[start Extract]

Foolproofing ICARAs for 2024

It has been two years since the Investment Firms Prudential Regime (IFPR) came into force, and many firms will have now completed the second iteration of their Internal Capital Adequacy Risk Assessment (ICARA). In this paper, we explain the priorities for ICARAs in 2024 by combining our observations on good and bad practices from the second iteration of ICARAs (based on our experience and feedback from the hundreds of ICARAs our experts have reviewed over the last year) with feedback received directly from the Financial Crime Authority (FCA) at recent roundtable discussions.

For most of our clients, the first iteration of the ICARA took longer than expected as they grappled with understanding the requirements and assessing the risks inherent to their business. Many firms pushed back some of the development of their ICARA to the following year, having been surprised by the amount of work involved. Indeed, the FCA was not expecting firms to get it perfect the first time, but there were higher expectations for version two. From what we have seen and noted below, work still needs to be done.

In our view, many firms have missed an opportunity to add value to their business. Although it is a compliance requirement, a good risk assessment and the wider ICARA can make the most of the financial resources held to address risks, drive the improvement of controls, and provide breathing room if risks do crystallise. If things go wrong for a firm, a strong ICARA will generate goodwill when the regulator inevitably asks to see it.


Before starting an ICARA, it is essential to ascertain whether an Investment Firm Group exists. We have observed that a number of firms still have not correctly identified their Investment Firm Group or have not notified the FCA that they have one. The FCA has made it clear that they will be contacting firms this year if they believe an Investment Firm Group exists.

Risk of harm assessment

We recommend firms prioritise improving their approach to the risk of harm assessment over the course of the year. We have seen that firms are still struggling with identifying the risk of harm assessments and in calculating how much additional financial resources to hold against their risks. The appropriate use of risk mitigation techniques is still not fully understood, with only a few firms developing robust plans to improve their risk mitigation year-on-year. This should be a continuous improvement exercise as risks inevitably change, as do the options for mitigation.

Many firms are still using Excel-based risk assessments. Spreadsheet risk assessments can be a reasonable tool to start with, but their weaknesses quickly come to light in terms of connecting to other datasets, susceptibility to typos and limitations on collaboration across functions. We have seen firms make this task easier and faster using risk management platforms.

Risk appetite

In the first version of ICARAs, very few firms articulated their risk appetite quantitatively. Happily, more firms did so in the second version, although a significant number still do not. A quantitative risk appetite is essential for monitoring and controlling the key risks.

Early warning indicators

Early warning indicators should give firms enough time to react to an oncoming stress. Many firms use the FCA’s 110% threshold requirement as their early warning indicator, but this is not effective in fast-moving liquidity stress. The FCA has made it clear that it expects firms to set a higher trigger than the 110% minimum and demonstrate that it provides the breathing room needed to deploy recovery options effectively.

Liquidity risk assessment

Most firms we have spoken to said they did not consider liquidity risk a significant risk to their business. Most have run liquidity stress tests, but these often do not reflect all the stresses that could impact their business models, such as a market-wide strain on funding, and they usually do not include granular cash flow models. Very few firms revised their approach to liquidity risk following the failure of Silicon Valley Bank last year. Although the failure did not affect all firms, it highlights the impact an unforeseen counterparty failure can have on a firm’s ability to pay liabilities as they fall due. Firms discovered that a new bank account that allows cash deposits to qualify as core liquid assets (must be with a credit institution) can take weeks to set up; an eternity in the context of a bank run!

[end Extract]

• Problem A
From the ICARA article, extract the passage from "In the first" up to and including "recovery options effectively.".
• Problem B
According to the ICARA article, what do many firms use as their early warning indicator?

[start Data records]

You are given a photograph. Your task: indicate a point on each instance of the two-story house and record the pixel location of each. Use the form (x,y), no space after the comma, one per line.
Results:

[end Data records]
[start Data records]

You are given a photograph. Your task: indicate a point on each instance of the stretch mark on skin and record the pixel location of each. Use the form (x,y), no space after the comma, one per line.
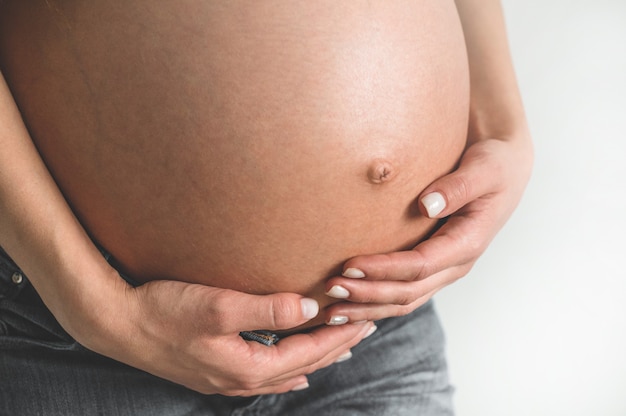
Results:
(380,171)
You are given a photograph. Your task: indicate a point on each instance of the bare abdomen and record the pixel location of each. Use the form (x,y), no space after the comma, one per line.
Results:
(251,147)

[end Data records]

• Full response A
In the first version of ICARAs, very few firms articulated their risk appetite quantitatively. Happily, more firms did so in the second version, although a significant number still do not. A quantitative risk appetite is essential for monitoring and controlling the key risks.

Early warning indicators

Early warning indicators should give firms enough time to react to an oncoming stress. Many firms use the FCA’s 110% threshold requirement as their early warning indicator, but this is not effective in fast-moving liquidity stress. The FCA has made it clear that it expects firms to set a higher trigger than the 110% minimum and demonstrate that it provides the breathing room needed to deploy recovery options effectively.

• Full response B
The FCA's 110% threshold requirement.